PROBLEM STATEMENT:
Give the data again exactly, without images.

DATASET RECORDS:
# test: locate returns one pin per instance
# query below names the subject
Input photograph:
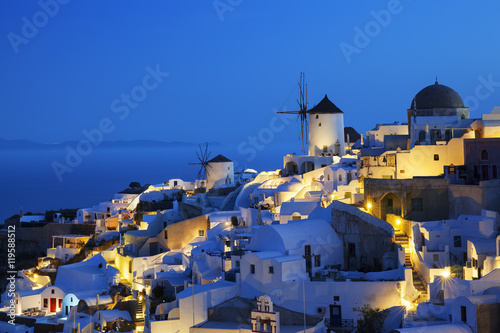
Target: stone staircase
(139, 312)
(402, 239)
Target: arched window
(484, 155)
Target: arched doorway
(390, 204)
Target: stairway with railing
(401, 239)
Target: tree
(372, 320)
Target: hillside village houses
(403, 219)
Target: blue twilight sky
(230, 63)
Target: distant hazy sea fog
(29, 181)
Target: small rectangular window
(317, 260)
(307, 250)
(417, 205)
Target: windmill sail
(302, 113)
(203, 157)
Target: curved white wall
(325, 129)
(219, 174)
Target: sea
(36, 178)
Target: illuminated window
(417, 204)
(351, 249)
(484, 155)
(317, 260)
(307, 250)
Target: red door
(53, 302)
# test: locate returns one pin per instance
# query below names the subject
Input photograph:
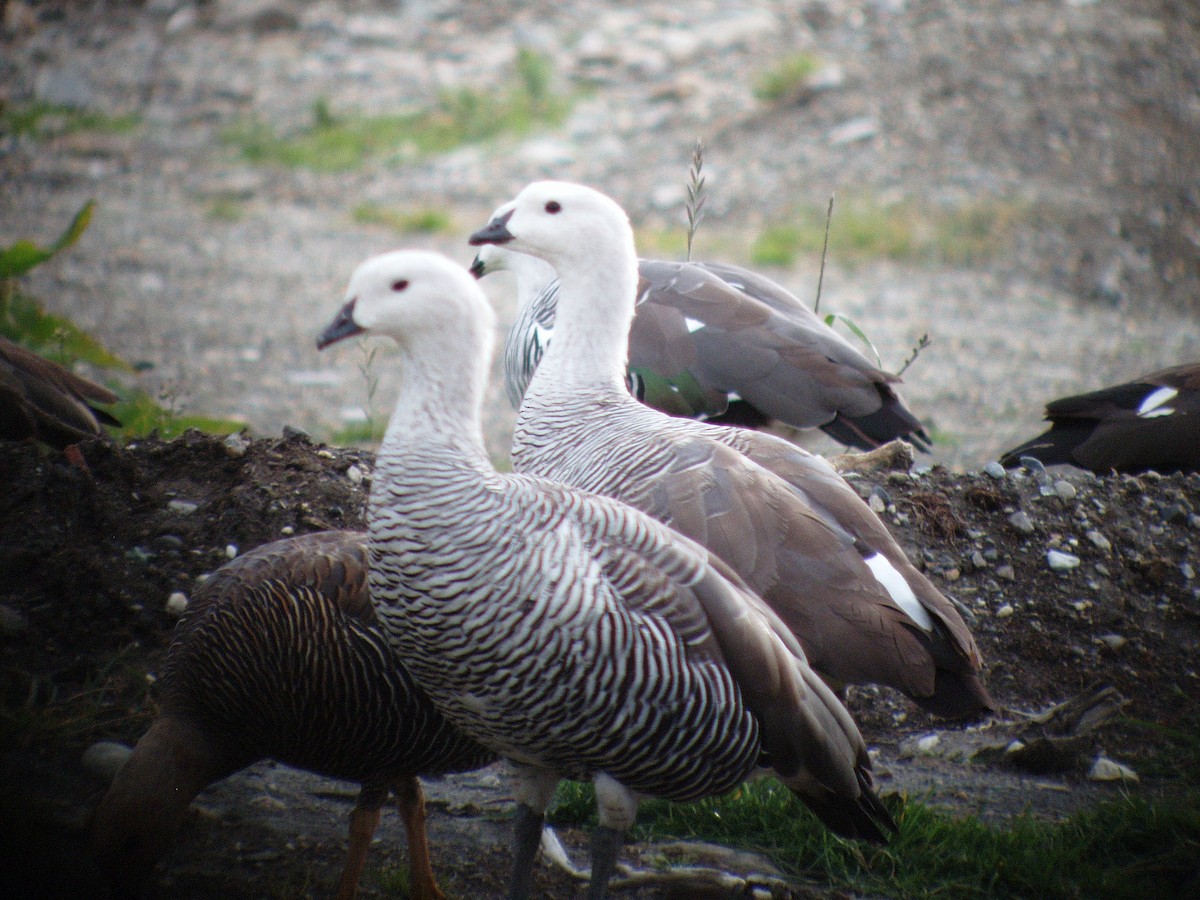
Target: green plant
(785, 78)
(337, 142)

OUTPUT:
# test: locate returns one pin per instance
# query below names the subject
Input photograph:
Target: stone staircase
(139, 312)
(402, 239)
Target: arched window
(484, 155)
Target: arched doorway
(390, 204)
Target: stairway with railing
(401, 239)
Target: tree
(372, 320)
Target: hillside village houses
(403, 219)
Target: blue twilight sky
(230, 63)
Target: distant hazy sea fog
(29, 181)
Target: small rectangular window
(317, 260)
(307, 250)
(417, 205)
Target: windmill sail
(302, 113)
(203, 157)
Target: curved white wall
(325, 129)
(219, 174)
Target: sea
(36, 178)
Target: illuminated window
(417, 204)
(351, 249)
(484, 155)
(317, 260)
(307, 250)
Target: red door
(53, 302)
# test: locate returns one pin per instance
# query below names the subject
Input photograph:
Target: green plant
(785, 78)
(337, 142)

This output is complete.